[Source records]

_ _ _ _ _ _ _

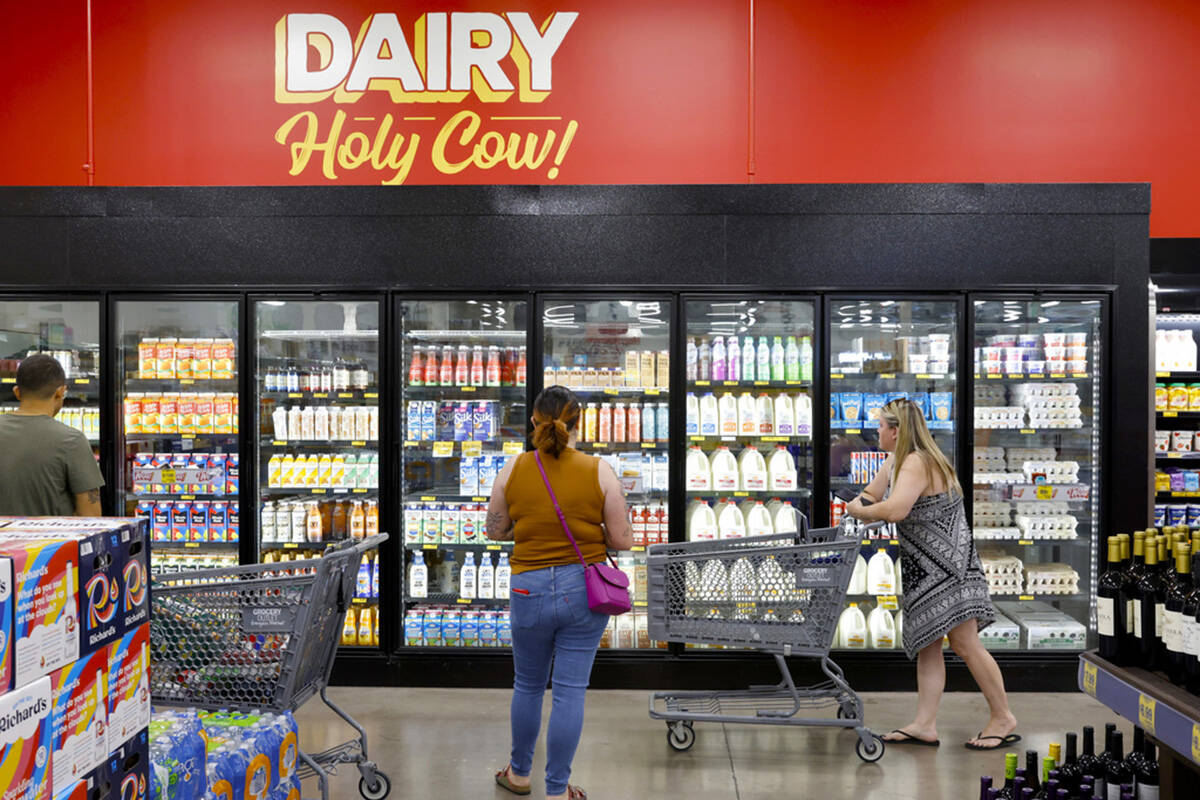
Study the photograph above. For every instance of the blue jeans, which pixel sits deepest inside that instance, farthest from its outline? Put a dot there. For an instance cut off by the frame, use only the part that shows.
(551, 625)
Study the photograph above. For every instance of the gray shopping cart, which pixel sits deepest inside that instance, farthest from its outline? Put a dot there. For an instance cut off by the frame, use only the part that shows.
(262, 636)
(780, 594)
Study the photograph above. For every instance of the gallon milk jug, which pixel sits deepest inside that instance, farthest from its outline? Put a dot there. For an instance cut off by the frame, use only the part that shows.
(881, 629)
(759, 522)
(730, 522)
(881, 575)
(754, 470)
(781, 470)
(852, 629)
(858, 578)
(766, 415)
(701, 522)
(724, 468)
(696, 470)
(803, 410)
(785, 415)
(748, 420)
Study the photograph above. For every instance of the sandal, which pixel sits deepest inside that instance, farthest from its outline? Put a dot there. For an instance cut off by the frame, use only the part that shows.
(502, 780)
(1001, 741)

_ _ _ _ _ _ _

Skipping any pictures, copy the entries exactly as they appear.

Study the photograph above. For every instance of the blue jeans, which pixel sits deepest inside that instance, farthest from its outline? Put a dot there. For an instance cut off by the frame, use only the part that shows.
(551, 625)
Study the photograph above. For every instance of the gray shopping cart, which pixel sits deepest inside that instance, farthest from its outline? Put a dot there. For an instance cut off by the frame, use only the part that shows.
(262, 636)
(780, 594)
Study the photograph above. For every instance of the gallon milk jug, which pixel sits deepest inside that instance, farthest from its outline? Put a dot there. For an instance cut off by the frame, use only the part that shows.
(881, 629)
(759, 522)
(730, 522)
(881, 575)
(754, 470)
(781, 470)
(852, 629)
(858, 578)
(766, 415)
(701, 522)
(724, 468)
(696, 470)
(803, 410)
(785, 415)
(748, 420)
Study the photograph above. For every instance of the sandal, which pixel sits deepest inside that instance, farthest from its outline? Put a dot there. For an instance cut off by the frame, use only the part that shows.
(502, 780)
(1001, 741)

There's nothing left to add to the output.